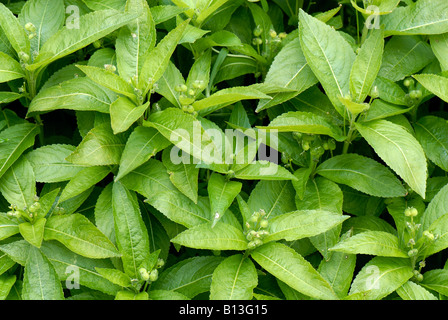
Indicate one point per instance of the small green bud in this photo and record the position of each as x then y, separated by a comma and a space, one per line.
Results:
153, 275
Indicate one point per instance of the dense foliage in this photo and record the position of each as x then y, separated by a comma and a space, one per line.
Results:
223, 149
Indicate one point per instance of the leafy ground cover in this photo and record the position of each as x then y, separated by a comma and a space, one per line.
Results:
285, 149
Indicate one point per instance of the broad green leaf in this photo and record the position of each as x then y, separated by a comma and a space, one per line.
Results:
78, 270
123, 113
290, 267
264, 170
221, 237
329, 56
274, 197
225, 97
16, 139
186, 132
189, 277
49, 163
115, 276
439, 45
40, 281
18, 185
47, 16
10, 69
153, 182
380, 277
366, 66
363, 174
434, 83
377, 243
80, 94
98, 148
302, 224
157, 60
92, 26
33, 233
430, 131
290, 70
130, 231
338, 270
109, 80
305, 122
234, 279
6, 283
79, 235
437, 280
82, 181
413, 291
135, 40
15, 33
221, 192
399, 150
421, 17
404, 56
8, 227
142, 144
183, 175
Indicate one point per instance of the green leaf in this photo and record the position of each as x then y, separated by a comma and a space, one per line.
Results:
290, 267
6, 283
40, 281
221, 237
363, 174
92, 26
430, 131
434, 83
33, 233
306, 122
290, 70
49, 163
157, 60
436, 280
109, 80
224, 97
135, 40
183, 175
80, 94
399, 150
103, 144
15, 33
130, 231
8, 227
377, 243
234, 279
46, 15
18, 185
82, 181
189, 277
421, 17
152, 181
366, 66
142, 144
16, 139
404, 56
380, 277
10, 69
80, 235
329, 55
413, 291
123, 113
221, 192
302, 224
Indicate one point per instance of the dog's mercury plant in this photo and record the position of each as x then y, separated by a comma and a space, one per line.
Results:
285, 149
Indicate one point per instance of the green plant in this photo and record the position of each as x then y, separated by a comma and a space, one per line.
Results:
223, 149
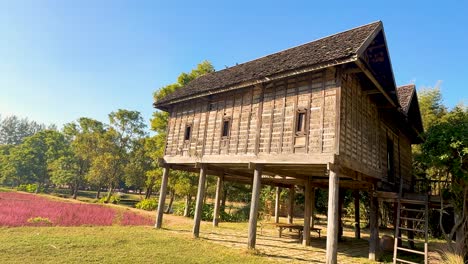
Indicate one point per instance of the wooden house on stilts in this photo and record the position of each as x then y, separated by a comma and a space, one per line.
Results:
326, 114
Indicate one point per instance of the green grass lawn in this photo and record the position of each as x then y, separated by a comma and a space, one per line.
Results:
115, 244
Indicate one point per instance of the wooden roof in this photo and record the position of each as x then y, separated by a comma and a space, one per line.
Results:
405, 93
408, 99
325, 52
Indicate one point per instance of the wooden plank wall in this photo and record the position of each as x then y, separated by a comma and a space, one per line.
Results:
363, 133
360, 135
262, 119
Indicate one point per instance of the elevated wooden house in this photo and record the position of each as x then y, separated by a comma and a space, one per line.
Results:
323, 114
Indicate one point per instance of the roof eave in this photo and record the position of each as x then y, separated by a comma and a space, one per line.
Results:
352, 58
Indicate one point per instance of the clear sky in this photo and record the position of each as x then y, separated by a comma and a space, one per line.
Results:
61, 60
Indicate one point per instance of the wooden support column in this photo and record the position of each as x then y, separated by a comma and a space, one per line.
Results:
219, 189
291, 205
340, 215
307, 209
357, 222
312, 210
162, 197
256, 186
278, 191
199, 202
374, 228
332, 218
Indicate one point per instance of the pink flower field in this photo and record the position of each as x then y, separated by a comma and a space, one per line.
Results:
22, 209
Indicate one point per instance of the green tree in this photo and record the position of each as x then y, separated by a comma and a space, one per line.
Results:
31, 161
180, 182
72, 168
114, 147
13, 130
445, 156
431, 105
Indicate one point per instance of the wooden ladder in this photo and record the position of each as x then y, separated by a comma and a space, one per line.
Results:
414, 212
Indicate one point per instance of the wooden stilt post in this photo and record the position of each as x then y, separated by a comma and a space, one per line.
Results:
256, 186
374, 227
340, 215
162, 198
219, 189
278, 191
199, 202
357, 222
332, 218
307, 209
291, 205
312, 210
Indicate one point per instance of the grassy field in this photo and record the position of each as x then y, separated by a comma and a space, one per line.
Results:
114, 244
174, 244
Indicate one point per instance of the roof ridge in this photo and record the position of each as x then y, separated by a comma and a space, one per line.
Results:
299, 45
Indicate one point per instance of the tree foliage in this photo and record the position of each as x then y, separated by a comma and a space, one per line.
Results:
444, 156
13, 130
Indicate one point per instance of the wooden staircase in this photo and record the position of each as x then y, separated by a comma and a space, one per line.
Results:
412, 222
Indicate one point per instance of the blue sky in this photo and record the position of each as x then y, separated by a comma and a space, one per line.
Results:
61, 60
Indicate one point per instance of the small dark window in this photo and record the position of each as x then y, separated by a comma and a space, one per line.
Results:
188, 132
390, 161
226, 127
301, 118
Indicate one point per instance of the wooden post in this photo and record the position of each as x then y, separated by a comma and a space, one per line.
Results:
278, 191
256, 185
332, 218
162, 197
340, 215
312, 210
199, 202
307, 209
374, 228
219, 188
291, 205
357, 222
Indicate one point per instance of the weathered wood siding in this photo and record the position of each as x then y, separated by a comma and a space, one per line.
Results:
360, 136
364, 134
262, 118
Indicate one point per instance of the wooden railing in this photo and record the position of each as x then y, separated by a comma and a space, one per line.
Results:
432, 187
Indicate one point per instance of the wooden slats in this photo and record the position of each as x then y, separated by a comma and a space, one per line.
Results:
410, 250
411, 229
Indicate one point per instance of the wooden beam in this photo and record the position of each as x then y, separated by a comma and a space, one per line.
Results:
259, 119
307, 209
162, 197
256, 186
312, 209
291, 205
332, 219
199, 202
340, 215
219, 189
278, 192
374, 227
371, 77
357, 224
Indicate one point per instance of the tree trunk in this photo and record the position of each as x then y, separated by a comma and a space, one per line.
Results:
169, 207
37, 188
109, 193
75, 190
223, 200
98, 194
188, 199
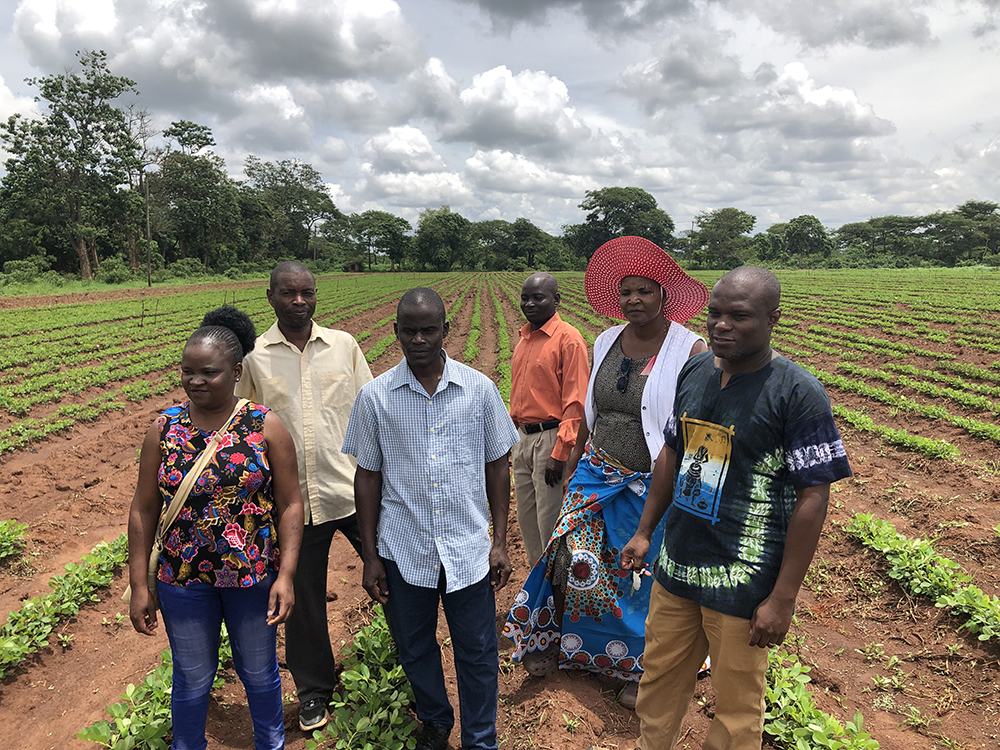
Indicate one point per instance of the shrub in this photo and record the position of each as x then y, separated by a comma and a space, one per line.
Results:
114, 270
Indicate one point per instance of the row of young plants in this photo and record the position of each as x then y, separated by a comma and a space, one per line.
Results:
471, 349
504, 349
28, 629
975, 427
26, 431
141, 720
964, 398
921, 570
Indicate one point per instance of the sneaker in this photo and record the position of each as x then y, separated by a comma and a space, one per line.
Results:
313, 715
433, 737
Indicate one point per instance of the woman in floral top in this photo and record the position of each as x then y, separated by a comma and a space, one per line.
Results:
221, 558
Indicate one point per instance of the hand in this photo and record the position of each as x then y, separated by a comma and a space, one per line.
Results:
281, 600
770, 622
499, 567
374, 581
554, 471
634, 552
142, 611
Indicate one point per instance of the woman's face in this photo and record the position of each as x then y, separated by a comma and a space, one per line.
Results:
208, 375
641, 299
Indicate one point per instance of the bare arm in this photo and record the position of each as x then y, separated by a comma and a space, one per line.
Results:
498, 496
661, 493
288, 504
773, 616
368, 500
143, 516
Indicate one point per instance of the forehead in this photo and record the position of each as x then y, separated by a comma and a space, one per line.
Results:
745, 295
637, 281
202, 350
419, 315
295, 280
535, 285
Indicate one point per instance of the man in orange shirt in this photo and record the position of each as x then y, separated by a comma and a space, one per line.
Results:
549, 377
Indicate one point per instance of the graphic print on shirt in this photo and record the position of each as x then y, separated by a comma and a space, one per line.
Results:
707, 453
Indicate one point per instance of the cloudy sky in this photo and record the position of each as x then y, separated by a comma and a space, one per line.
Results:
844, 109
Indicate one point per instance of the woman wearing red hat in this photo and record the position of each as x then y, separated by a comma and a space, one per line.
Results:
579, 609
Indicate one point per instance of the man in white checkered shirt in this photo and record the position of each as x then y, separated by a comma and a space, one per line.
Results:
432, 439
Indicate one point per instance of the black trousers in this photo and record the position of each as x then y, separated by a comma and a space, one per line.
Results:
308, 652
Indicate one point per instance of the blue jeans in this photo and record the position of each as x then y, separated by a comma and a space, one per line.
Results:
471, 613
193, 616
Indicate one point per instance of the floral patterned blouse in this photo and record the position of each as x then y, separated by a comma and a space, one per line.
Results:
225, 535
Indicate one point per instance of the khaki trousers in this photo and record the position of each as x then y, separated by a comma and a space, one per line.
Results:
537, 504
679, 633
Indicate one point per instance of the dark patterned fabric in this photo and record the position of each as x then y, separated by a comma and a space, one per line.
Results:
618, 427
742, 452
226, 534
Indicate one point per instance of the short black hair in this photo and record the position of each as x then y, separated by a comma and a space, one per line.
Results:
287, 266
230, 329
421, 296
770, 287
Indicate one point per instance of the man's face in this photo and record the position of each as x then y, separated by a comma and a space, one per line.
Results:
294, 300
420, 330
538, 300
739, 321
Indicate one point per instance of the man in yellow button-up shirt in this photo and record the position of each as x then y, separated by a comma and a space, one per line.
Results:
309, 375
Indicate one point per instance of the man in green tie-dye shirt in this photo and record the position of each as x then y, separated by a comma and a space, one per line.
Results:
744, 478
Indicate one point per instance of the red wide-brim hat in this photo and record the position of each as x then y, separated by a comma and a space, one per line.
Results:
637, 256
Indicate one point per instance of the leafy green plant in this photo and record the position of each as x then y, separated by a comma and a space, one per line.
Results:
370, 709
792, 719
27, 629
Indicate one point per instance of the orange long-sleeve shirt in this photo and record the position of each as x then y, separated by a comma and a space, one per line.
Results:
549, 375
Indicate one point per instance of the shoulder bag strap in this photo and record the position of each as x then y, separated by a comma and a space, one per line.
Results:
181, 496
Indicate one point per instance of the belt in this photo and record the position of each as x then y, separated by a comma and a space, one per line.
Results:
531, 429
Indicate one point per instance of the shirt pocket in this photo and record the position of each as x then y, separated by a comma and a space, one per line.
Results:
338, 390
274, 393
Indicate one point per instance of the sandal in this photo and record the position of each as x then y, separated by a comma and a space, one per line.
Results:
628, 694
542, 663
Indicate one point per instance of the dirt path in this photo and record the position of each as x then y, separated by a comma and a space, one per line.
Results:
919, 680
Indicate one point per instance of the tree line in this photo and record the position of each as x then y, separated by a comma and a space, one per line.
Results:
91, 190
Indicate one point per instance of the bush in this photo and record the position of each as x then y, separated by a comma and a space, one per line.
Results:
20, 271
114, 270
185, 268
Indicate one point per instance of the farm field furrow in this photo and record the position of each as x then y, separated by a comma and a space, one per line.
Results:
910, 358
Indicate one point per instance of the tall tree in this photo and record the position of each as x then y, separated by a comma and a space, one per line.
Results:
618, 211
67, 165
720, 240
444, 239
381, 232
298, 199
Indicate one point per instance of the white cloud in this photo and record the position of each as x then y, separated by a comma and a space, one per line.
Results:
529, 110
514, 173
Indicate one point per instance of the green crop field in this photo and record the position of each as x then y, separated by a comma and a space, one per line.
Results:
898, 624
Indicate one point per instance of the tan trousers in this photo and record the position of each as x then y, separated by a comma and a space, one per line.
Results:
679, 634
537, 504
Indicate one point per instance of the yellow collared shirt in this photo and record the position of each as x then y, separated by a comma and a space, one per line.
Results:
312, 391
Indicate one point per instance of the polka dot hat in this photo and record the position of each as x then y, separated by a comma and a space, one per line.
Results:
636, 256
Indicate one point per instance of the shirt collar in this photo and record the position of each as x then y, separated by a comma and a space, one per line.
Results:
403, 375
273, 335
548, 328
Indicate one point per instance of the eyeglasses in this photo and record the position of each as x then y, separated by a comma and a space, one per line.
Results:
622, 384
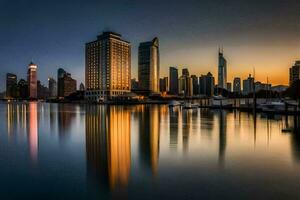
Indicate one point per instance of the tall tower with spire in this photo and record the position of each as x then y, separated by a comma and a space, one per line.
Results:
222, 70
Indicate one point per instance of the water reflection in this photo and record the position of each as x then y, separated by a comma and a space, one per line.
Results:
33, 131
108, 145
124, 151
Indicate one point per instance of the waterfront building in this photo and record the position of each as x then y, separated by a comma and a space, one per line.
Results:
134, 84
229, 87
164, 84
81, 87
261, 86
52, 85
185, 86
66, 85
107, 67
206, 83
23, 89
42, 91
222, 71
248, 85
237, 85
11, 86
195, 84
294, 72
279, 88
32, 80
148, 66
173, 83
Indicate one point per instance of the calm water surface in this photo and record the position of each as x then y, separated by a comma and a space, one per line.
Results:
62, 151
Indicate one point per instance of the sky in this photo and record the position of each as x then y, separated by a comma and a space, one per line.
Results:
263, 34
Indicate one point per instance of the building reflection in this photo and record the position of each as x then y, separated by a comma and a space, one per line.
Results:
33, 131
173, 127
108, 147
222, 136
149, 133
66, 115
186, 128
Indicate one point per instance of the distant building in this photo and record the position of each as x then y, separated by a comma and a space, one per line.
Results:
195, 83
11, 85
185, 72
261, 86
23, 89
237, 85
164, 84
229, 87
185, 84
52, 85
42, 91
173, 82
107, 67
67, 86
248, 85
81, 87
279, 88
222, 71
207, 83
134, 84
148, 66
32, 80
295, 72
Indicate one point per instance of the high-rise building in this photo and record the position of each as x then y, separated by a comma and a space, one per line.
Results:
222, 71
237, 85
229, 87
52, 85
81, 87
185, 72
32, 80
42, 91
185, 86
164, 84
11, 85
195, 81
66, 85
107, 67
173, 83
295, 72
207, 83
248, 85
148, 66
134, 84
23, 89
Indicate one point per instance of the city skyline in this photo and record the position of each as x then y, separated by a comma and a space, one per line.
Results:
50, 40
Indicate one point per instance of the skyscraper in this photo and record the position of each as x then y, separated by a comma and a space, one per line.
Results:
222, 71
32, 80
295, 72
164, 84
229, 87
237, 85
66, 85
173, 84
52, 85
148, 66
195, 84
11, 85
207, 83
248, 85
107, 67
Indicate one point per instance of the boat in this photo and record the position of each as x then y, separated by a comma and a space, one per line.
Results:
174, 103
221, 102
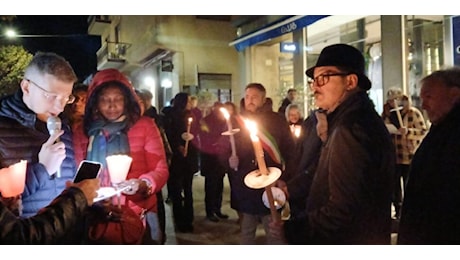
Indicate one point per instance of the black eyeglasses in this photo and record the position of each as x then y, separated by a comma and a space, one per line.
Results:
323, 79
52, 96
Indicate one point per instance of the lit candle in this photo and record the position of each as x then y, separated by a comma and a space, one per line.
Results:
118, 166
259, 153
398, 113
297, 130
230, 129
189, 125
13, 179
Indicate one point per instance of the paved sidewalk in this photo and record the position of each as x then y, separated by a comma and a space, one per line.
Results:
224, 232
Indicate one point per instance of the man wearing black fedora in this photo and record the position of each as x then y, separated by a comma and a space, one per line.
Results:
349, 199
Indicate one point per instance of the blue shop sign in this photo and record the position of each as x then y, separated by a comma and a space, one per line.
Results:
290, 47
286, 26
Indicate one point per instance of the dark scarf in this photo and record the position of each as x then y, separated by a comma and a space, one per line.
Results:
107, 138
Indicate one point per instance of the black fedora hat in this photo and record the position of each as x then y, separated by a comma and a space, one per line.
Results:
346, 57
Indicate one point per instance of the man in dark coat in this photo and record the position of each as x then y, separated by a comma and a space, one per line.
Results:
349, 200
44, 92
246, 200
431, 207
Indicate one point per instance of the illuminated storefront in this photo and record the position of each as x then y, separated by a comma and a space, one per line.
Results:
399, 51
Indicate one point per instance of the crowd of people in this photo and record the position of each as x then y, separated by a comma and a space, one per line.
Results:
341, 169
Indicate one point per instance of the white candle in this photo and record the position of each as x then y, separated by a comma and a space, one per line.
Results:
297, 130
230, 129
189, 124
118, 167
13, 179
259, 153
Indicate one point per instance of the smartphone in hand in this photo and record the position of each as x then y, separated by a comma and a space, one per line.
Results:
87, 170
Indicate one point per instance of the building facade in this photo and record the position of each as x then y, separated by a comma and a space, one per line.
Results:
216, 57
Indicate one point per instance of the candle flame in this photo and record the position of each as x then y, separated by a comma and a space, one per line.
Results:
297, 130
224, 111
252, 127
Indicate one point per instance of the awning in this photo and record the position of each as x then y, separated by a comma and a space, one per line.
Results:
291, 24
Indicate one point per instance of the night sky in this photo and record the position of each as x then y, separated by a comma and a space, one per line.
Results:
70, 40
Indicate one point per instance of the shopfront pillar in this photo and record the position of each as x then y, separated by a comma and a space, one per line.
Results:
394, 53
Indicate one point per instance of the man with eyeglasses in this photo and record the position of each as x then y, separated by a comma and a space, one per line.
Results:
44, 92
349, 199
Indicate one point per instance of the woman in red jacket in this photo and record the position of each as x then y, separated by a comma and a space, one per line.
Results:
113, 125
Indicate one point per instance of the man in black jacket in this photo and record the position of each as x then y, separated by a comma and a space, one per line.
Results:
246, 200
431, 208
349, 199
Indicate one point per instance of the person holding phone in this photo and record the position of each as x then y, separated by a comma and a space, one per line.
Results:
113, 124
53, 223
44, 91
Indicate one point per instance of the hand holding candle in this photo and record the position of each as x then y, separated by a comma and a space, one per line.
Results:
118, 167
13, 179
259, 153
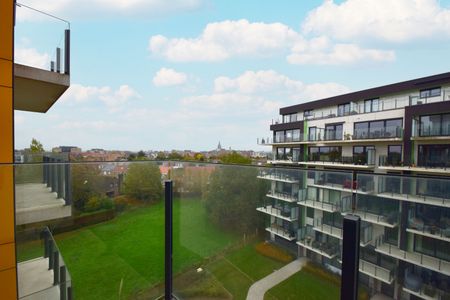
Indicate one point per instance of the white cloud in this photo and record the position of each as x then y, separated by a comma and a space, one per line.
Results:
321, 51
113, 99
169, 77
72, 9
221, 40
393, 21
31, 57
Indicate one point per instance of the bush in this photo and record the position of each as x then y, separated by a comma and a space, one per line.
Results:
272, 251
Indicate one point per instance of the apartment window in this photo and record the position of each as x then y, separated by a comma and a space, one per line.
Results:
378, 129
333, 132
432, 247
391, 235
344, 109
394, 155
330, 154
433, 92
361, 153
371, 105
434, 125
312, 133
308, 113
310, 212
434, 156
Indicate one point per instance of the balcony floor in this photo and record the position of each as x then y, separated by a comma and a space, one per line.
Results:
36, 280
35, 203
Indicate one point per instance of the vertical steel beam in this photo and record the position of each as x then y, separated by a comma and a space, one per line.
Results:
350, 257
168, 237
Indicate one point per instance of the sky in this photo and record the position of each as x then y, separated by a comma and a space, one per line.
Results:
186, 74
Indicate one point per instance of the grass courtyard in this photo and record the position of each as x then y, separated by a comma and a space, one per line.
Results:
124, 259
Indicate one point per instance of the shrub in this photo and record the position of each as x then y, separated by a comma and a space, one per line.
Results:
272, 251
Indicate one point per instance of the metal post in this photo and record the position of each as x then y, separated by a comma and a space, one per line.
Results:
67, 185
50, 255
49, 172
55, 268
67, 51
58, 59
168, 236
62, 286
59, 178
350, 257
53, 172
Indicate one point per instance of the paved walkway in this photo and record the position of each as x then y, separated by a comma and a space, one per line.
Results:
259, 288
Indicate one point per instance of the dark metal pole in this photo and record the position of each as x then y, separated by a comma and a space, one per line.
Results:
350, 257
168, 235
67, 51
67, 185
62, 286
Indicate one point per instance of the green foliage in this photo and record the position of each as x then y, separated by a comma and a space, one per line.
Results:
235, 158
232, 197
86, 184
175, 156
143, 182
36, 146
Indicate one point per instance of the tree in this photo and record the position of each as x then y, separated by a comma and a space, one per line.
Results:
36, 146
143, 182
235, 158
233, 195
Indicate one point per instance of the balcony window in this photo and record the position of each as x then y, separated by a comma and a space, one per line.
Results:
344, 109
378, 129
394, 155
328, 154
434, 156
371, 105
434, 125
312, 133
360, 154
433, 92
333, 132
432, 247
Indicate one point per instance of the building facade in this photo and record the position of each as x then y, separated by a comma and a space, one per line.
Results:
383, 154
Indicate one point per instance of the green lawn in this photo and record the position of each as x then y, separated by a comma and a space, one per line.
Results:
128, 251
304, 285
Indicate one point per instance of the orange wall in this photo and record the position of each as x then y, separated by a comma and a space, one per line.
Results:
8, 277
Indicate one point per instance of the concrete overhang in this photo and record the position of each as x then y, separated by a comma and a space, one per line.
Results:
36, 89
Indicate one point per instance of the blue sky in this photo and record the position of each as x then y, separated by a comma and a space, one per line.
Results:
185, 74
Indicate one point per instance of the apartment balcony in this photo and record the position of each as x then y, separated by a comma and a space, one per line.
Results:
387, 220
347, 162
440, 231
376, 271
46, 196
394, 164
278, 212
287, 197
45, 276
414, 284
281, 232
37, 89
329, 229
328, 249
384, 134
425, 261
280, 176
432, 191
341, 205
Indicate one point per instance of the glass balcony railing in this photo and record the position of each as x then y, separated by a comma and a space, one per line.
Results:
50, 39
434, 191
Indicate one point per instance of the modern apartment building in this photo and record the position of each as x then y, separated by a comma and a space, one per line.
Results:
383, 154
25, 88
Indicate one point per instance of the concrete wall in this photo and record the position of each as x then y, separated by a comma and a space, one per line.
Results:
8, 277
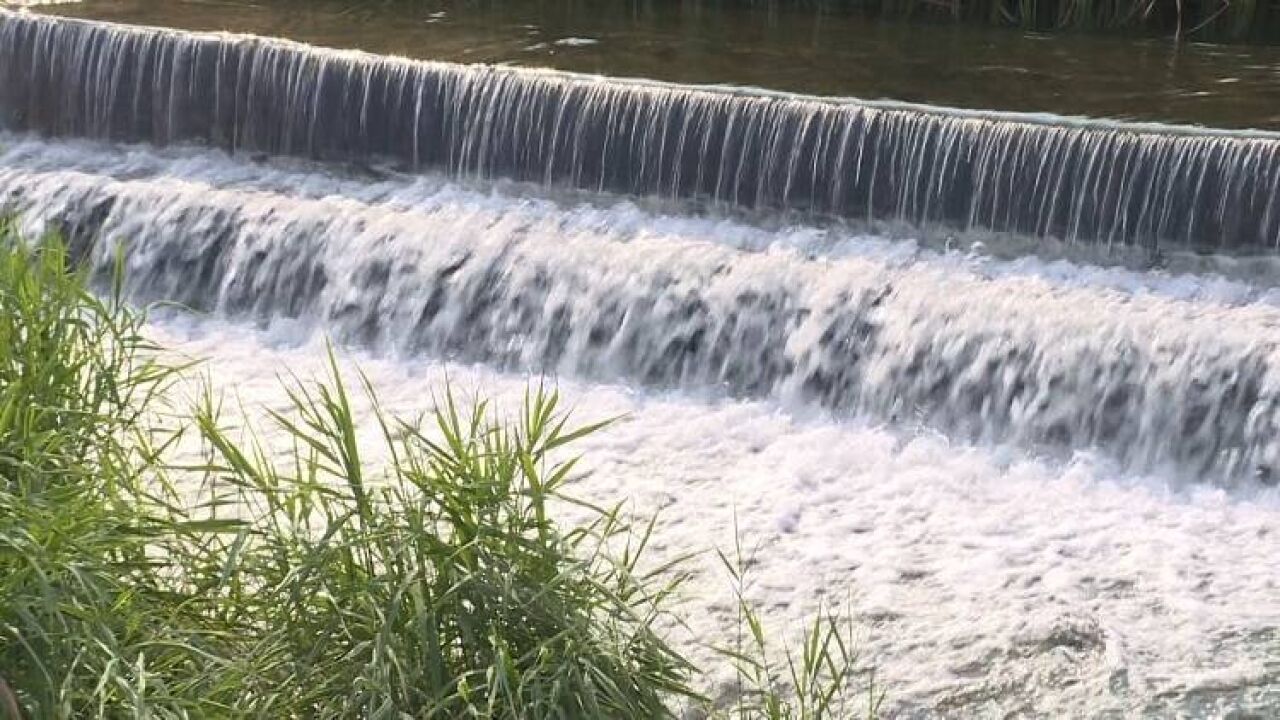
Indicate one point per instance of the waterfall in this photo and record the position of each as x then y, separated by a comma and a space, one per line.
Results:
1080, 181
430, 268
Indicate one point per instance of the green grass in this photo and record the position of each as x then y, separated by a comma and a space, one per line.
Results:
316, 582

To do.
A complete answer lists every line of the listing above that holds the word "orange".

Exercise response.
Indicate one point per instance of the man in orange shirt in this photo and record the position of each as x then y, separated by a comma and a space, one per line.
Indicate one point per instance of the orange long-sleeve shirt in this photo and record the position of each as x then y, separated by a comma and a space, one per line.
Indicate one point per instance of the orange wall in this photo and record the position of each as x then y, separated by a comma and a space, one per line.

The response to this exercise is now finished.